Pictures must be kept out of the copy. Every entry is to be duplicated exactly.

Records from a data collection
◇ ◇ ◇
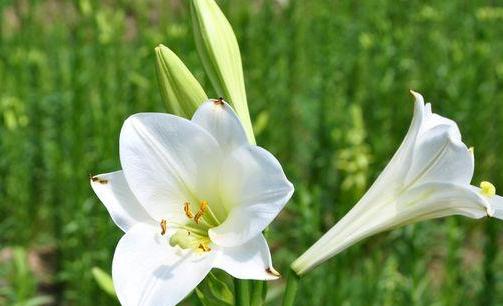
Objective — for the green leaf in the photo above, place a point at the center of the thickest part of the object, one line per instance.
(180, 90)
(219, 51)
(104, 281)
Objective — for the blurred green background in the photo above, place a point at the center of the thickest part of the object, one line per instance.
(327, 85)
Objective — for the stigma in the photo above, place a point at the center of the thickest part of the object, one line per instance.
(487, 189)
(202, 209)
(164, 226)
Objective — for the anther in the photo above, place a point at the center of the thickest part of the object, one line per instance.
(164, 226)
(186, 209)
(273, 272)
(202, 208)
(99, 180)
(204, 247)
(488, 189)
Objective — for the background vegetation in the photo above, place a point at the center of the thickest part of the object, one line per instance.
(327, 86)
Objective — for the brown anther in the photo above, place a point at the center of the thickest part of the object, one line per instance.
(204, 247)
(219, 101)
(99, 180)
(272, 271)
(186, 209)
(164, 226)
(202, 208)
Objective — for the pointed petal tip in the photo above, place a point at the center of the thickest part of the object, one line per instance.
(416, 95)
(273, 272)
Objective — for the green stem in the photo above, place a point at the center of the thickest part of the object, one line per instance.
(292, 285)
(257, 296)
(241, 292)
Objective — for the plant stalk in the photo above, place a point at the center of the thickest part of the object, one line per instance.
(241, 292)
(292, 285)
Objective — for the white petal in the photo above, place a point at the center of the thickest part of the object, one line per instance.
(251, 260)
(218, 118)
(438, 156)
(494, 203)
(435, 200)
(254, 190)
(146, 270)
(168, 160)
(391, 177)
(122, 205)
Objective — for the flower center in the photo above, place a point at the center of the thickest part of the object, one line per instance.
(488, 189)
(193, 234)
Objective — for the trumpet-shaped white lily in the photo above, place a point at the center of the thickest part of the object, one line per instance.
(192, 196)
(428, 177)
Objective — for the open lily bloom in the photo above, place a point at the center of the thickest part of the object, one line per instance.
(192, 196)
(428, 177)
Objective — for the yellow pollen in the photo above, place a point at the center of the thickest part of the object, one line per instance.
(204, 247)
(186, 209)
(202, 208)
(488, 189)
(164, 226)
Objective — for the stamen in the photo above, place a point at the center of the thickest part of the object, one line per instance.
(99, 180)
(164, 226)
(202, 208)
(488, 189)
(186, 209)
(272, 271)
(204, 247)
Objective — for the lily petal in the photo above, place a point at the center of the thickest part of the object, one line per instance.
(146, 270)
(251, 260)
(440, 157)
(165, 160)
(122, 205)
(218, 118)
(254, 189)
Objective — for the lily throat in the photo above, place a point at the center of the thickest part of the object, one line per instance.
(194, 233)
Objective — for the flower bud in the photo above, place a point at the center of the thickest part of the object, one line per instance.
(180, 90)
(219, 51)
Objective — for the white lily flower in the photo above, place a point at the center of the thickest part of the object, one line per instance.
(428, 177)
(192, 196)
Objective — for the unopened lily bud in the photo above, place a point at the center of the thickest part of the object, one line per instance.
(180, 90)
(219, 51)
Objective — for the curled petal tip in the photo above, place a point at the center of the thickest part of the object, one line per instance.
(416, 95)
(273, 272)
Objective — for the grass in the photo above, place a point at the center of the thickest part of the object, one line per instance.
(327, 85)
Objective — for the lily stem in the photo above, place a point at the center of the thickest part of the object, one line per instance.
(241, 292)
(292, 285)
(257, 293)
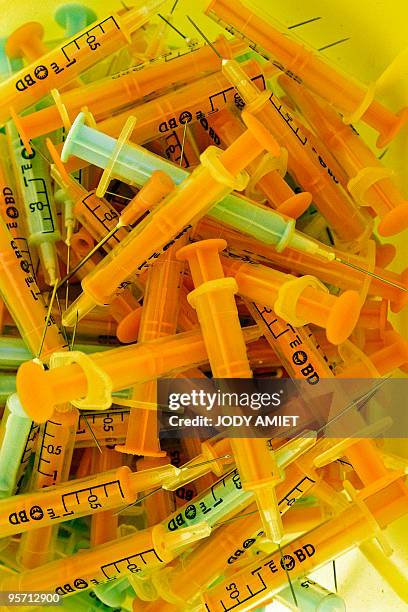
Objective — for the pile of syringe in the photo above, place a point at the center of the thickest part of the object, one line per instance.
(184, 218)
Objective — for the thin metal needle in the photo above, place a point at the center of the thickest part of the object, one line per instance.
(118, 195)
(92, 432)
(174, 6)
(283, 564)
(182, 144)
(337, 42)
(74, 333)
(64, 331)
(88, 256)
(205, 38)
(335, 575)
(191, 467)
(173, 26)
(383, 280)
(68, 265)
(138, 500)
(47, 319)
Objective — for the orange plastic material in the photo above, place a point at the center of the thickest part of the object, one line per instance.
(270, 183)
(82, 242)
(202, 566)
(373, 315)
(27, 42)
(159, 505)
(159, 319)
(309, 303)
(392, 356)
(40, 390)
(351, 99)
(197, 97)
(127, 87)
(319, 546)
(346, 219)
(80, 497)
(218, 174)
(213, 299)
(61, 65)
(143, 550)
(332, 272)
(212, 458)
(370, 182)
(104, 525)
(384, 254)
(23, 299)
(153, 191)
(37, 547)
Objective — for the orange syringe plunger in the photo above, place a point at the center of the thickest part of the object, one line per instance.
(298, 300)
(305, 162)
(218, 174)
(158, 506)
(266, 183)
(370, 182)
(355, 524)
(332, 272)
(213, 299)
(201, 566)
(93, 377)
(159, 318)
(353, 100)
(104, 525)
(80, 497)
(144, 550)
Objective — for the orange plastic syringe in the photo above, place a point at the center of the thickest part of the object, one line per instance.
(104, 525)
(353, 100)
(94, 377)
(80, 497)
(304, 161)
(156, 117)
(124, 88)
(214, 300)
(108, 427)
(266, 173)
(212, 458)
(362, 520)
(388, 285)
(370, 182)
(298, 300)
(22, 298)
(61, 65)
(143, 550)
(159, 319)
(218, 174)
(52, 464)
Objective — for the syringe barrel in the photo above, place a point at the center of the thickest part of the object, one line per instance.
(135, 166)
(175, 214)
(216, 310)
(23, 301)
(65, 501)
(130, 554)
(63, 64)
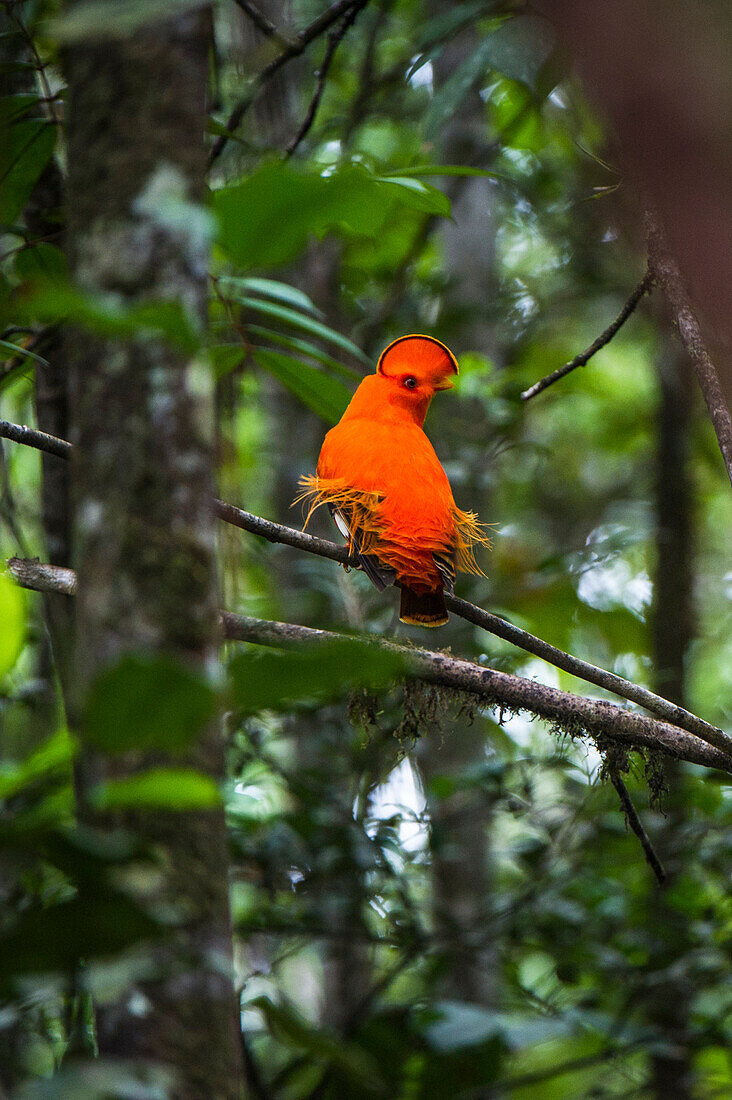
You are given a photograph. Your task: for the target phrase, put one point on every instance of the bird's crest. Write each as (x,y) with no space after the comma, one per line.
(425,356)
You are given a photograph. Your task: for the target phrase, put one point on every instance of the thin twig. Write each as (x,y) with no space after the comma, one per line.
◇ ◇ ◇
| SOLUTION TO THE PROBLEM |
Objective — for the green leaf in the photo above, place a point at the center of the thickest part of the object, one line per instance.
(180, 90)
(219, 51)
(104, 281)
Objective — for the blurred green background in the photo above, place a point at the center of the thickest part of the object, one line per instance.
(327, 85)
Objective — for the stigma in the photo above, place a point at the center of the thickest part of the object, one line per instance.
(487, 189)
(202, 209)
(164, 226)
Objective — for the anther in the photo above, place a point at the center of the thickest part of the object, one line per instance.
(164, 226)
(186, 209)
(273, 272)
(202, 208)
(99, 180)
(204, 247)
(488, 189)
Objective — for the background vegetation in the photo above, place a point at the center of the thickest part of the object, one line per instance.
(327, 86)
Objective — for the brown anther in the photo above, place a point at the center of the thickest part of the object, one line per instance.
(204, 247)
(219, 101)
(99, 180)
(272, 271)
(186, 209)
(164, 226)
(202, 208)
Objective — for the pointed petal tip in the photo above, place a point at the center of the thickest part of the object, one line per instance.
(416, 95)
(273, 272)
Objective — for the green stem in the photo above, place a point at the center of the thickest part of the object, one line per instance.
(292, 285)
(257, 296)
(241, 292)
Objective — for the plant stalk in the photo above, place a point at the center of the thickest part of the object, one line per instance.
(241, 292)
(292, 285)
Objective — for the white petal in the photo above, place a point at the center of the thickest part of the object, one line per instance.
(251, 260)
(218, 118)
(438, 156)
(494, 203)
(435, 200)
(254, 190)
(146, 270)
(168, 160)
(391, 177)
(122, 205)
Objective — for the flower center in the photo above, place a point at the center of the thickest part of the object, one line per instance.
(488, 189)
(193, 234)
Objective — for the trumpet-shaped white lily in the photo above, place a point at the center of the thickest part of the object, one line per instance.
(192, 196)
(428, 177)
Objective — for the open lily bloom in the photo above, place a point at the center of the thickest part of the object, one line per instance.
(192, 196)
(428, 177)
Objective — for the yellow pollen in the photo above, place a point at the center of the thickest part of the object, one line per instance.
(204, 247)
(186, 209)
(202, 208)
(488, 189)
(164, 226)
Objective — for the stamen in the photo above, place a point at the center of the thickest part of the object, one line per instance.
(99, 180)
(164, 226)
(202, 208)
(488, 189)
(186, 209)
(272, 271)
(204, 247)
Objective — for the lily petal in the photo above, place a point at the center of the thickest part of the object, one line per instance.
(146, 270)
(251, 260)
(440, 157)
(165, 160)
(122, 205)
(218, 118)
(254, 189)
Objective — for the lily throat in the photo above, place a point at the center of the thickest part of the object, one line per instance.
(194, 233)
Objective — for the flower bud in the photo above, place a point at the center of the thickest part of the object, one line per instance.
(180, 90)
(219, 51)
Objective — for the white lily flower in the photo above, place a point at the center of the thickest part of the object, one line per instance.
(428, 177)
(192, 196)
Objective — for the unopened lily bud in the photo above, place a point at the center of the thickest part of the object, one line per instance.
(180, 90)
(219, 51)
Objective — for the curled petal tip in the photo above, place a point at the center of the thickest part of the object, one line per instance.
(416, 95)
(273, 272)
Objective — for the grass in the photo above, place a point at the center of the thickest part of the object, one line per instance.
(327, 85)
Objective — for the lily stem in the photo above, place a point at the center of the thickest part of the object, one line per instance.
(241, 292)
(292, 285)
(257, 293)
Objective — for the pile of syringe in the photo above, place a point at the center of the thickest part of the object, one line per instance.
(184, 218)
Objective — for the thin metal needle in the photo above, place a point at the center of the thickest part of the object, one line per instance.
(118, 195)
(92, 432)
(174, 6)
(283, 564)
(182, 144)
(337, 42)
(74, 333)
(64, 331)
(88, 256)
(205, 38)
(335, 575)
(191, 467)
(173, 26)
(383, 280)
(68, 265)
(138, 500)
(47, 319)
Objective — for the orange plastic material in the photo above, place a point at the center of the thickest part of the object, one line per instance.
(270, 183)
(82, 242)
(202, 566)
(373, 315)
(27, 42)
(159, 505)
(159, 319)
(309, 303)
(392, 356)
(40, 390)
(351, 99)
(197, 97)
(127, 87)
(319, 546)
(346, 219)
(80, 497)
(218, 174)
(213, 299)
(61, 65)
(143, 550)
(332, 272)
(212, 458)
(370, 182)
(104, 525)
(384, 254)
(23, 299)
(153, 191)
(37, 547)
Objective — for the orange syringe plunger in the photo above, place a point at the center of the thickest part of the object, one line per instance.
(298, 300)
(305, 162)
(218, 174)
(158, 506)
(266, 183)
(370, 182)
(355, 524)
(332, 272)
(213, 299)
(201, 566)
(93, 377)
(159, 318)
(353, 100)
(104, 525)
(80, 497)
(144, 550)
Objective — for the orange plastic syringe in the photo above, place a point at the center of the thickest part of the object, one line per instance.
(104, 525)
(353, 100)
(94, 377)
(80, 497)
(304, 161)
(156, 117)
(124, 88)
(214, 300)
(108, 427)
(266, 173)
(212, 458)
(362, 520)
(388, 285)
(370, 182)
(298, 300)
(22, 298)
(61, 65)
(143, 550)
(159, 319)
(218, 174)
(52, 464)
Objective — for the syringe barrel in the photo above, place a point at the center of the thickest part of the object, one line per instance.
(135, 166)
(175, 214)
(216, 310)
(23, 301)
(65, 501)
(130, 554)
(63, 64)
You are given a photograph. Your task: for the target phrase, put one point on every instance of the bird's crest. Write each as (x,y) with no space after the comma, one per line.
(425,356)
You are given a photograph. Your task: for the target phrase, put one point on every instance of the thin twig. Write each as (x,y) with no space after the comma, one per line.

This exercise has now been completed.